-- start of Listed entries --
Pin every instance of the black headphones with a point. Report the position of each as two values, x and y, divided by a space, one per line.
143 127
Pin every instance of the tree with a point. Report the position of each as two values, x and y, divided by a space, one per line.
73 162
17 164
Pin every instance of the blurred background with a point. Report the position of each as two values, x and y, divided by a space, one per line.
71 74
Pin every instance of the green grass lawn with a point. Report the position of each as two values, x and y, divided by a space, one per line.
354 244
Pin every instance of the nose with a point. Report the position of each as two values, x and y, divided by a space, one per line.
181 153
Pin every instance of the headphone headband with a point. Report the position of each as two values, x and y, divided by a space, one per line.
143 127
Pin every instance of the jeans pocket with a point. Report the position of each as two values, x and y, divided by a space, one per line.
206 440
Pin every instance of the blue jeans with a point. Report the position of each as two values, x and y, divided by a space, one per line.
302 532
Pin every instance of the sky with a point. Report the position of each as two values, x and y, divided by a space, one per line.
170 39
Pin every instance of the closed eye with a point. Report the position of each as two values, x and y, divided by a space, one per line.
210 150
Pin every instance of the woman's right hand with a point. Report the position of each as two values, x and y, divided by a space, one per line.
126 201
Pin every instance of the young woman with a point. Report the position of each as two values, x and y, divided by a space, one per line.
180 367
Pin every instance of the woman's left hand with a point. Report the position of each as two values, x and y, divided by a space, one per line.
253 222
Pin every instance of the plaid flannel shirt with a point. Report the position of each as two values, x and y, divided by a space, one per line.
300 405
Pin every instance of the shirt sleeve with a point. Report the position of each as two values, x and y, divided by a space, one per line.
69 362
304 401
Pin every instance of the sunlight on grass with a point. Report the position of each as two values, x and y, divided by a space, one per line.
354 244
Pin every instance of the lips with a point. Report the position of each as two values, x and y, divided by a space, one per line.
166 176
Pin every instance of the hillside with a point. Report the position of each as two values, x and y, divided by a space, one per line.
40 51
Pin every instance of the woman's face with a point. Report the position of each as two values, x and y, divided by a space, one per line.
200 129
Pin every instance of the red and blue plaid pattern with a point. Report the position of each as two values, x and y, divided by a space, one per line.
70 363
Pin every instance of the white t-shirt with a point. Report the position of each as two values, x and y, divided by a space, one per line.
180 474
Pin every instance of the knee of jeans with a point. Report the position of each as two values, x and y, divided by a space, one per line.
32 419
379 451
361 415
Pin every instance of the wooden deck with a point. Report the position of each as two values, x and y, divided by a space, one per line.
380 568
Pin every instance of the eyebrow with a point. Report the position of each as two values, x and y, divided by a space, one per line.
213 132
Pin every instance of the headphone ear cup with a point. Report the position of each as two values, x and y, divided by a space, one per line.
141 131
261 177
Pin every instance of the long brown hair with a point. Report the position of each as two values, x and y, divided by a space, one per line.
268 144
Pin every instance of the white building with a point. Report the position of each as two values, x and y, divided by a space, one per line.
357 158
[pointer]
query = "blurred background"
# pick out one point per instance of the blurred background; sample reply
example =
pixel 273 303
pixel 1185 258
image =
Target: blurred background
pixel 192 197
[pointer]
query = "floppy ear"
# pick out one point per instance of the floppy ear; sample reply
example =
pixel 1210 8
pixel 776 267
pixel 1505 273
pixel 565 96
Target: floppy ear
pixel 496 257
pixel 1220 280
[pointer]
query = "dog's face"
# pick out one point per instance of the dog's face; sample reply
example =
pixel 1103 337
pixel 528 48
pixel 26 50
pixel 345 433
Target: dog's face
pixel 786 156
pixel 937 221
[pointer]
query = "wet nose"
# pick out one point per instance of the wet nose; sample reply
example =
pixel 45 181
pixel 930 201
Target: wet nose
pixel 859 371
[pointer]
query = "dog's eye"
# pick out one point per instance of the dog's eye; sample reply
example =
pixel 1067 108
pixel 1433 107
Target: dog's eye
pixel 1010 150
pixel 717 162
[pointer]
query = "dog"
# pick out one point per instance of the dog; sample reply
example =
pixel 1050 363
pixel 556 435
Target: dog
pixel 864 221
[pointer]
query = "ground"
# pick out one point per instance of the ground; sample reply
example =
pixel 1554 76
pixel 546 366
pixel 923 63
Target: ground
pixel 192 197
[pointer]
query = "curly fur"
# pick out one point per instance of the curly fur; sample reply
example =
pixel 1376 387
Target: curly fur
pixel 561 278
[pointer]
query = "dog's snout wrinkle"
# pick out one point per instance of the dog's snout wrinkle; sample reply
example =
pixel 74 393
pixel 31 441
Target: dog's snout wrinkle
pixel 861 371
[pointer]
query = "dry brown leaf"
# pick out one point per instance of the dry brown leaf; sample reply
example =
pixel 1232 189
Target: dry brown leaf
-- end of Listed entries --
* **What to produce**
Find the line containing "Pin every instance of the white building". Reproduce it exactly, along with every line after it through the last.

* **Exercise output**
Pin every instance of the white building with a point. Report the position of each as two values, x and y, divided by a space, one per line.
357 158
[pointer]
query = "blurred background"
# pick out one point per instance of the blurred background; sample reply
example =
pixel 273 303
pixel 1185 258
image =
Target: blurred background
pixel 192 197
[pointer]
query = "floppy ear"
# pick out one point per instance of the floppy ear; sample reply
example =
pixel 1210 8
pixel 776 267
pixel 1505 273
pixel 565 96
Target: floppy ear
pixel 496 257
pixel 1220 280
[pointer]
query = "dog's face"
# pick out one point per instance of the dog's face; sample reply
example =
pixel 1103 337
pixel 528 48
pixel 26 50
pixel 345 433
Target: dog's face
pixel 786 156
pixel 937 221
[pointer]
query = "wet nose"
# pick out one point per instance of the wet nose; sample reply
example =
pixel 45 181
pixel 930 201
Target: wet nose
pixel 859 371
[pointer]
query = "dog's eye"
# pick out one point per instance of the dog's eye; sample reply
example =
pixel 1067 108
pixel 1433 107
Target: dog's eye
pixel 1010 150
pixel 717 162
[pointer]
query = "dog"
# pick out one point per instance of the dog; sample reply
example =
pixel 1050 363
pixel 556 435
Target: dog
pixel 864 221
[pointer]
query = "ground"
# pick out one point per instance of the ground; sample reply
example =
pixel 1554 76
pixel 546 366
pixel 923 63
Target: ground
pixel 192 197
[pointer]
query = "curly fur"
# pick out one point per instance of the curly fur; sample reply
example =
pixel 1376 387
Target: curly fur
pixel 561 278
[pointer]
query = "dog's snout wrinkle"
# pick out one point per instance of the dog's snout wrinkle; sample reply
example =
pixel 74 393
pixel 31 441
Target: dog's snout wrinkle
pixel 861 371
[pointer]
query = "dry brown leaf"
# pick out one point per instance of the dry brown leaf; sample reply
example =
pixel 1232 189
Target: dry brown leaf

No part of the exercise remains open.